### EXERCISE DETAILS
Update the lines in the material that start at the line with "task: segment the white ceiling" and end after the line with "Trace the outline of every instance of the white ceiling.". Replace every "white ceiling" with "beige ceiling" and leave everything else unchanged.

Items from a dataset
┌──
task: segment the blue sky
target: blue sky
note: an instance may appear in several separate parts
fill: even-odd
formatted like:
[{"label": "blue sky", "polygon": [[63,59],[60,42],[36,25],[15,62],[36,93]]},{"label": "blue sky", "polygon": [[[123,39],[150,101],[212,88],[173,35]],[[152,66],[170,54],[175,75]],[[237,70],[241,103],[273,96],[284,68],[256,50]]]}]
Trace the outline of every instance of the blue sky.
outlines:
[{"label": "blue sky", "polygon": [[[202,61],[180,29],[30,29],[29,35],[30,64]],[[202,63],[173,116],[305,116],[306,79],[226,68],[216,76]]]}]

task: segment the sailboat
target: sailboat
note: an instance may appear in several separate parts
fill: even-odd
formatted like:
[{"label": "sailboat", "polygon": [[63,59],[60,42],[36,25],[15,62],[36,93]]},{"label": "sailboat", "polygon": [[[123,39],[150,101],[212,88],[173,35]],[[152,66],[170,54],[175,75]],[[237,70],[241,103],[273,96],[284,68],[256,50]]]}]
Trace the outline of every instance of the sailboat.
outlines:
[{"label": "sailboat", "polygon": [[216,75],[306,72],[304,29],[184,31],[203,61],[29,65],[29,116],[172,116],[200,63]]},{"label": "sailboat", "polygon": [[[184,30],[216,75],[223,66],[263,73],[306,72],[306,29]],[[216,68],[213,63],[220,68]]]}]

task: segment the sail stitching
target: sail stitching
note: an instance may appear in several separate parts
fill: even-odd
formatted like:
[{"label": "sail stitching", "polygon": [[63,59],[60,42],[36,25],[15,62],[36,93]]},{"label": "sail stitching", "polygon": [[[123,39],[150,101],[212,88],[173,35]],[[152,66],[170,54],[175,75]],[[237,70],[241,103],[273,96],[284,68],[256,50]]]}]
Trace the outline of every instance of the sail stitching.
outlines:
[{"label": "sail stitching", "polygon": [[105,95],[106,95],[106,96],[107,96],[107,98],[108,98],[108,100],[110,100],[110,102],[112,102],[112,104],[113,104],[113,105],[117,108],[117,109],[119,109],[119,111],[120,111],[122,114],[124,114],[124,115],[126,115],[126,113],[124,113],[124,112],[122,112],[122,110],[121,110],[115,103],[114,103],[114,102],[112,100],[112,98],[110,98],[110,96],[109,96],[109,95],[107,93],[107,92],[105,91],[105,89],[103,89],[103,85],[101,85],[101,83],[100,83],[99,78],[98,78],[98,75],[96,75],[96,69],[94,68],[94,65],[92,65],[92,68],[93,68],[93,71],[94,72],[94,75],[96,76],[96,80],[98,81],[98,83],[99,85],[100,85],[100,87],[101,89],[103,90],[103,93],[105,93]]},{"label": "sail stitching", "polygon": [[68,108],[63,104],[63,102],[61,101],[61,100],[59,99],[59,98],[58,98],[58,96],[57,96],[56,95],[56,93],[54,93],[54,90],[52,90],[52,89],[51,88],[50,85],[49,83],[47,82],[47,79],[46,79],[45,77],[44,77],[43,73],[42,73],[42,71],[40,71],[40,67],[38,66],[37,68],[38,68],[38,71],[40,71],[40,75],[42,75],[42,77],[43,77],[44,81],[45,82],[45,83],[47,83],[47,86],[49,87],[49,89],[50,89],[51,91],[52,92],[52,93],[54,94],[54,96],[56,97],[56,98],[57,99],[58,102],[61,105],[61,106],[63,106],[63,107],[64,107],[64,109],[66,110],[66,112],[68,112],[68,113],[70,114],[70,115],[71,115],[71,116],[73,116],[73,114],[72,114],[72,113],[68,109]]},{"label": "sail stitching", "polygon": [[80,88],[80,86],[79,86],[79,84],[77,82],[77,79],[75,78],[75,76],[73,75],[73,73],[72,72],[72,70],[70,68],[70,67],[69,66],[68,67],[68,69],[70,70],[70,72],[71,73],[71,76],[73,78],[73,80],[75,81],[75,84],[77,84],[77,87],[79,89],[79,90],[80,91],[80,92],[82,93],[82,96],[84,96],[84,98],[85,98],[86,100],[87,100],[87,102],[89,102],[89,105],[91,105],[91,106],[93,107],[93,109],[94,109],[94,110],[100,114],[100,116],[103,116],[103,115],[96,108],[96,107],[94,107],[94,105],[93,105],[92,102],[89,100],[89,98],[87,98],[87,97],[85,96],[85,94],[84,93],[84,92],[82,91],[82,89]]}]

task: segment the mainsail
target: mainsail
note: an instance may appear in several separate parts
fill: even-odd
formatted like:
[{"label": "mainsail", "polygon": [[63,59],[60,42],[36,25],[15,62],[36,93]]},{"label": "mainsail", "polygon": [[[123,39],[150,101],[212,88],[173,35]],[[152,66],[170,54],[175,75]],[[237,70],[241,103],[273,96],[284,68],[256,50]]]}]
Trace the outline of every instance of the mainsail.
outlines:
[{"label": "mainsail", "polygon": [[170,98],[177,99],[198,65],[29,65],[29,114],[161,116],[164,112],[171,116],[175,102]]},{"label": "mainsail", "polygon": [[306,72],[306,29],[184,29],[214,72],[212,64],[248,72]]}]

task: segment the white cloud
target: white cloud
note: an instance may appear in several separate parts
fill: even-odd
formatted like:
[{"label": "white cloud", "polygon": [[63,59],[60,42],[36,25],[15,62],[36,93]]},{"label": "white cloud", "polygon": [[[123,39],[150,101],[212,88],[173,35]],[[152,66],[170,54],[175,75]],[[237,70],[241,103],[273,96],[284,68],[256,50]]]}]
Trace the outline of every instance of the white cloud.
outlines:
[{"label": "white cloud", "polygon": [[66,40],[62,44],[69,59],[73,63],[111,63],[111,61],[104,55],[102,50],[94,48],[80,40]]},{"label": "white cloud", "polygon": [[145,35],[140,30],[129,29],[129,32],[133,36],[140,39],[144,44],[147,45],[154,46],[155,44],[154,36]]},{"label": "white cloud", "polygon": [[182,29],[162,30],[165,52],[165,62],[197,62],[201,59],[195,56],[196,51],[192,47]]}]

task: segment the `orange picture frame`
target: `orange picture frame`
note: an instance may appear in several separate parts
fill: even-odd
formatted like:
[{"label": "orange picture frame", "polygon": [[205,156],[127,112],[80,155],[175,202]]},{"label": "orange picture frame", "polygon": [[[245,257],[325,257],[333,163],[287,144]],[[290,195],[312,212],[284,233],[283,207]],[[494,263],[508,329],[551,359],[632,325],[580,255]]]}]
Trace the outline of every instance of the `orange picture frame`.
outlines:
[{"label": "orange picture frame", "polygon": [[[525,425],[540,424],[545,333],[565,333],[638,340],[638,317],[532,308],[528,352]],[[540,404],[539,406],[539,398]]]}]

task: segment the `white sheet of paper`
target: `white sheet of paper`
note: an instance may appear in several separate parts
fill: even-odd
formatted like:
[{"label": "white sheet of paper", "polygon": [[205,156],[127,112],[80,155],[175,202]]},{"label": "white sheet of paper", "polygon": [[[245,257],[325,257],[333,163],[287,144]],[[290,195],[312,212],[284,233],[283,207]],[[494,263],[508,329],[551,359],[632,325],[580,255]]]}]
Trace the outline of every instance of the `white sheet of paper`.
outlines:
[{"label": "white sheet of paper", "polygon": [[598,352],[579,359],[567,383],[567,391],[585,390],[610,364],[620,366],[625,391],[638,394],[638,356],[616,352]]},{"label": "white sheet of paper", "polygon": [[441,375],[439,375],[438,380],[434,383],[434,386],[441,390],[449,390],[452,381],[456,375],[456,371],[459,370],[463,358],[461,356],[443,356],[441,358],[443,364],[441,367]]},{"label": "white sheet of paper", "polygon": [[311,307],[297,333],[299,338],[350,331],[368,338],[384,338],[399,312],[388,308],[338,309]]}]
└──
┌──
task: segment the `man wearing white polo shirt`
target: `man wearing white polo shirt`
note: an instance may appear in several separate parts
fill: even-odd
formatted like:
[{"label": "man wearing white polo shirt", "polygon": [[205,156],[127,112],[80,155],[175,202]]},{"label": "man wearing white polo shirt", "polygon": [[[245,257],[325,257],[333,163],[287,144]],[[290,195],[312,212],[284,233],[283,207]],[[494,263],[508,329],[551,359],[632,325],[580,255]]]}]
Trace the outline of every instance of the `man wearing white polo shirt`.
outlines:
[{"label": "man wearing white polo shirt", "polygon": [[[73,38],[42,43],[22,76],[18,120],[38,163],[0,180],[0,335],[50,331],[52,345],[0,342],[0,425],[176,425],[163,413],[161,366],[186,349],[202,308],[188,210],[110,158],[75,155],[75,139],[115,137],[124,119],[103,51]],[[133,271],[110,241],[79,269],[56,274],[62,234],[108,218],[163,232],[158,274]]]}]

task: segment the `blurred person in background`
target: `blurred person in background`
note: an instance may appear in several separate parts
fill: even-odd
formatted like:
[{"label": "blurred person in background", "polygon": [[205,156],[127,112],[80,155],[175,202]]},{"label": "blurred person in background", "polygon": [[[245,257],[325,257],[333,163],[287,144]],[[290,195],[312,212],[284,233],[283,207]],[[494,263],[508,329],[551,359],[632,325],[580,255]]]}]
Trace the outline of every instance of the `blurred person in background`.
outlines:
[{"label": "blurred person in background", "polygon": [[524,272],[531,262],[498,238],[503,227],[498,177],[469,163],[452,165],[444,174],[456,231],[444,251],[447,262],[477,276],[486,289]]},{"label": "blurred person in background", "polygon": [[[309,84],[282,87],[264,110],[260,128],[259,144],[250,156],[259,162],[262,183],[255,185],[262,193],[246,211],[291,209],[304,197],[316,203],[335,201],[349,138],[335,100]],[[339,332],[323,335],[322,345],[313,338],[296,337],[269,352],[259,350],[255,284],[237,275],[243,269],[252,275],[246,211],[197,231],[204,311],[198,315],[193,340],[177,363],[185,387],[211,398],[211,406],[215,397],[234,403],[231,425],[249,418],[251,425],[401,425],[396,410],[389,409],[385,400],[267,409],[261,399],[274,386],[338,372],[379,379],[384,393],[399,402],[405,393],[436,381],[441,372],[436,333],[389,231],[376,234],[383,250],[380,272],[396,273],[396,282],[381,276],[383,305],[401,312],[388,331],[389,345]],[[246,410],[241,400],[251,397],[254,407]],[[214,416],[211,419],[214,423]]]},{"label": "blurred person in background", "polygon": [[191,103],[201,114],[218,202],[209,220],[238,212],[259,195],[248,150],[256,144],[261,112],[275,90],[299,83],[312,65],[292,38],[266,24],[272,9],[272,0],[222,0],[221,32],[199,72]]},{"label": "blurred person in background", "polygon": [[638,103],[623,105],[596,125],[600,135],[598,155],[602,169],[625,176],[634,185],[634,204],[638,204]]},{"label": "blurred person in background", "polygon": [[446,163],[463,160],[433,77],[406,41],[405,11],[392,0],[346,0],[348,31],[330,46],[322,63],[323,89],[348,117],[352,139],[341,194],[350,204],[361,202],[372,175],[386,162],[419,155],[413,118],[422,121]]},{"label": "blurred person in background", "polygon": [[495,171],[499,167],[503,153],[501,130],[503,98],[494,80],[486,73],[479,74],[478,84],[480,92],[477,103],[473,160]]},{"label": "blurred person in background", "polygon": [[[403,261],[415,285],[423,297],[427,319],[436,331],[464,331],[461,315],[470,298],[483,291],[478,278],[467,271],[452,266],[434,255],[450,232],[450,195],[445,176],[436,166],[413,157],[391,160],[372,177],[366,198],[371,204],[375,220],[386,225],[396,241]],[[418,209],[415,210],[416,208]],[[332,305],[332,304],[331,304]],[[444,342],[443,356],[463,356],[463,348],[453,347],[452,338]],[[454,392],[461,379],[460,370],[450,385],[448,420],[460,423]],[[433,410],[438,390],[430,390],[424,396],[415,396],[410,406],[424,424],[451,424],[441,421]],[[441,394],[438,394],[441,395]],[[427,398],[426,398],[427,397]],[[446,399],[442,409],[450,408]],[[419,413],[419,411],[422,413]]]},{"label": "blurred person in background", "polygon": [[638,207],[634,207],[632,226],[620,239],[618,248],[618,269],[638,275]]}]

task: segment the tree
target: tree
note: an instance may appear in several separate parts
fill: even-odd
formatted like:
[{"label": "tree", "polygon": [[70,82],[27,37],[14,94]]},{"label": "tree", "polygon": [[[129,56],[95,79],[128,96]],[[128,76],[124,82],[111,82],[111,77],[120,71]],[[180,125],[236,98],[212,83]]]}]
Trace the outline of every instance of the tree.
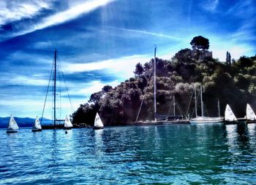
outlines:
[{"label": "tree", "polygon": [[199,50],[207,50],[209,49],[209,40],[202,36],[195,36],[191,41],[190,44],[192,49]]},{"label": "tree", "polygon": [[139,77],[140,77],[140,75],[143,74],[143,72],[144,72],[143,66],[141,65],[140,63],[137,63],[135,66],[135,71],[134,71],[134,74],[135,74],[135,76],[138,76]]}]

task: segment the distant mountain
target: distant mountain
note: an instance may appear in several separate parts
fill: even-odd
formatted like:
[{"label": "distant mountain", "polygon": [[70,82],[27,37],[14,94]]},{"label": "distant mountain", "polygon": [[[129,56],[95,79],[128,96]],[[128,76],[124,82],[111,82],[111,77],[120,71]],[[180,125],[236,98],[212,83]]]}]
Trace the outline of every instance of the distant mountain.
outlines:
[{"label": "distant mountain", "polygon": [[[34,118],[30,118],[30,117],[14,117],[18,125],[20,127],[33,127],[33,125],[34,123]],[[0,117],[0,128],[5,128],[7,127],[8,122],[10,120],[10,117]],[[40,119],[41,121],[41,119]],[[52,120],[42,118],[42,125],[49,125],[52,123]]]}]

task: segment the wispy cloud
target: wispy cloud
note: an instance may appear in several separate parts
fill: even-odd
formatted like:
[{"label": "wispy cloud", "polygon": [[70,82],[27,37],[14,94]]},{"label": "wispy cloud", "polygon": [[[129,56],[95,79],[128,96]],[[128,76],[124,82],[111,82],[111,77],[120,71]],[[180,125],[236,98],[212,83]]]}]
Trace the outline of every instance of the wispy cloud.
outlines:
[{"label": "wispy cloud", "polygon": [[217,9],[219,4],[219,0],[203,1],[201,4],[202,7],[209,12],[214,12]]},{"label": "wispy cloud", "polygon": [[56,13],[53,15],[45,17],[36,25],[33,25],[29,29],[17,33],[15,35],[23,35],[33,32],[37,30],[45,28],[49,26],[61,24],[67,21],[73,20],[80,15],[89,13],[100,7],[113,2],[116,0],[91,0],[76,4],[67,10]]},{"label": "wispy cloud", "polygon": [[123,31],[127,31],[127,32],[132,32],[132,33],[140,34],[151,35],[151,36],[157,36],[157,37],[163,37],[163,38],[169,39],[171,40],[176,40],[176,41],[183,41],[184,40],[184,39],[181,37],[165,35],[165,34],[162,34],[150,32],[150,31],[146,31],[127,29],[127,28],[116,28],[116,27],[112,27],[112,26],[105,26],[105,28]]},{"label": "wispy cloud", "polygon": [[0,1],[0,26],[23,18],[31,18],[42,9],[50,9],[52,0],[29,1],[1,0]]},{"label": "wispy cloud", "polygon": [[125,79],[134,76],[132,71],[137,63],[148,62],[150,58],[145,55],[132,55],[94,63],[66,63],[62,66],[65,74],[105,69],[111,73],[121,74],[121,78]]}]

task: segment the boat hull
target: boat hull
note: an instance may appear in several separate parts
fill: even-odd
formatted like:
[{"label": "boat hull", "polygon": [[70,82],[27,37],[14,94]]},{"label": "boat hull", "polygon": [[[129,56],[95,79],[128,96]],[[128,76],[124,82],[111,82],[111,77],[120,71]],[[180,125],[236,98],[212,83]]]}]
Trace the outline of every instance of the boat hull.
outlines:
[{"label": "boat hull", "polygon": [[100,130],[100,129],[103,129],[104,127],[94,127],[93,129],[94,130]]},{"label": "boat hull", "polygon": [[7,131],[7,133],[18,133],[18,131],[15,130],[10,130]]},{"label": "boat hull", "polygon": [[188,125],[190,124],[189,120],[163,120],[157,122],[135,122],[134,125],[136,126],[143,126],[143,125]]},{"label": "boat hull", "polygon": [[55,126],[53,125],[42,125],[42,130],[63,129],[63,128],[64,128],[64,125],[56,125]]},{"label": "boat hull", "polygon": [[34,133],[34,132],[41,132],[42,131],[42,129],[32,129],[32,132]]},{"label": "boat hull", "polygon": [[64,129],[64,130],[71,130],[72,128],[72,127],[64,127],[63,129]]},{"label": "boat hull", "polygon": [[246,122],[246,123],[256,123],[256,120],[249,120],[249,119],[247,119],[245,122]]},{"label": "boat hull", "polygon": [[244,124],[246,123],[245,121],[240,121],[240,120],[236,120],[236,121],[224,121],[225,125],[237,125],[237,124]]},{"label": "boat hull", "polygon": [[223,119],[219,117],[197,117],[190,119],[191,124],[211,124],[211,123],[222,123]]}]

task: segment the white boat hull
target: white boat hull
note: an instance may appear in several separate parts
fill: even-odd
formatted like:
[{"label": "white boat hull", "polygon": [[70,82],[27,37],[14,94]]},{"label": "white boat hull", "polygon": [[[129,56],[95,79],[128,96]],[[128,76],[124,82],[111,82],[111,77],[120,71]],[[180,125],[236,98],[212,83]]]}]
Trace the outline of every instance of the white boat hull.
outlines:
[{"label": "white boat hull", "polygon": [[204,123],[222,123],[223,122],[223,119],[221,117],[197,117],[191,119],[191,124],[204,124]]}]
└──
┌──
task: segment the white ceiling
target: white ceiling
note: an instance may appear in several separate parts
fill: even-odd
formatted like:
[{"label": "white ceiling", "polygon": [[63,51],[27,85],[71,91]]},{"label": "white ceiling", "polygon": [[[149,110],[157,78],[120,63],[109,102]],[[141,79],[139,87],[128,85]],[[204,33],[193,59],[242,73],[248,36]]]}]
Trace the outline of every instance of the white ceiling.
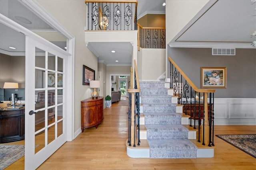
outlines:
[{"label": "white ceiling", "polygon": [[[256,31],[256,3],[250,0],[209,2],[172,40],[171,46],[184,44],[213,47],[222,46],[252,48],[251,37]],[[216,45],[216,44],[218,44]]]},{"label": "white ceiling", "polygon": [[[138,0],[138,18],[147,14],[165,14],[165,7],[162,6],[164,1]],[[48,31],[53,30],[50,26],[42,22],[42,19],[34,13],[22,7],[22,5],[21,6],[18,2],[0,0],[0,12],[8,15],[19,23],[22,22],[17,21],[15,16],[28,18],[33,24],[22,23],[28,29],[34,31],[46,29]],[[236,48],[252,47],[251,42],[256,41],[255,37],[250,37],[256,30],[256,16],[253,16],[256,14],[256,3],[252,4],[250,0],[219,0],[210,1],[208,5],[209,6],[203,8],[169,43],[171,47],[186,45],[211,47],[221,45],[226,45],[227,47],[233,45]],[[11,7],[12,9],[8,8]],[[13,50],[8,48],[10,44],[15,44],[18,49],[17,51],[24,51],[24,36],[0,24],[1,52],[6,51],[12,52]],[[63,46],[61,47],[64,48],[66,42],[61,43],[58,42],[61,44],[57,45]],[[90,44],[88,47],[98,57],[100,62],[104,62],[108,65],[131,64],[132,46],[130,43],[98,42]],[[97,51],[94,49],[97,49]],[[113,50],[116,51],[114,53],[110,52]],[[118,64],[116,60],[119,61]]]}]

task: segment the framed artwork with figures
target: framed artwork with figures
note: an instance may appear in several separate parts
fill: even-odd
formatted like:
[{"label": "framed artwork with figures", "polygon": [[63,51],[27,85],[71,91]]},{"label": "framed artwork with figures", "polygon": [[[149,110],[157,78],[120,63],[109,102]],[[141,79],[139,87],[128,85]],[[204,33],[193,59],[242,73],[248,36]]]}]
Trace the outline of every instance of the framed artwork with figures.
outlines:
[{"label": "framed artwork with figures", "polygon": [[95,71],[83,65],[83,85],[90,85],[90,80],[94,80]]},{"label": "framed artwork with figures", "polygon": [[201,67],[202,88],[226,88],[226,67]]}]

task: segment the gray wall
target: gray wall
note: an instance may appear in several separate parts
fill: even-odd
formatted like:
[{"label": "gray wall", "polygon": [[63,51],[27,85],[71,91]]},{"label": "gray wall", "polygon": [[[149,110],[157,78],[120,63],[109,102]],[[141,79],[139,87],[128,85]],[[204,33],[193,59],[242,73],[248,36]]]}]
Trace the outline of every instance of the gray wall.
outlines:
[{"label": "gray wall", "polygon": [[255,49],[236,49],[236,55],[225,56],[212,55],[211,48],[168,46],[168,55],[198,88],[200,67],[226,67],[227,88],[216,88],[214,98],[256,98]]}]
└──
### ANSWER TO THIS PROBLEM
task: segment the beige ceiling
target: beige ceiling
note: an instance may appear in several separate parts
fill: even-odd
formatted like:
[{"label": "beige ceiling", "polygon": [[63,51],[27,85],[71,91]]},{"label": "beige ceiling", "polygon": [[[149,110],[157,78],[120,63],[109,102]],[[141,79],[139,87],[128,85]],[[204,33],[193,59],[242,73],[248,36]]]}]
Trace the outline of every instance of the beige ceiling.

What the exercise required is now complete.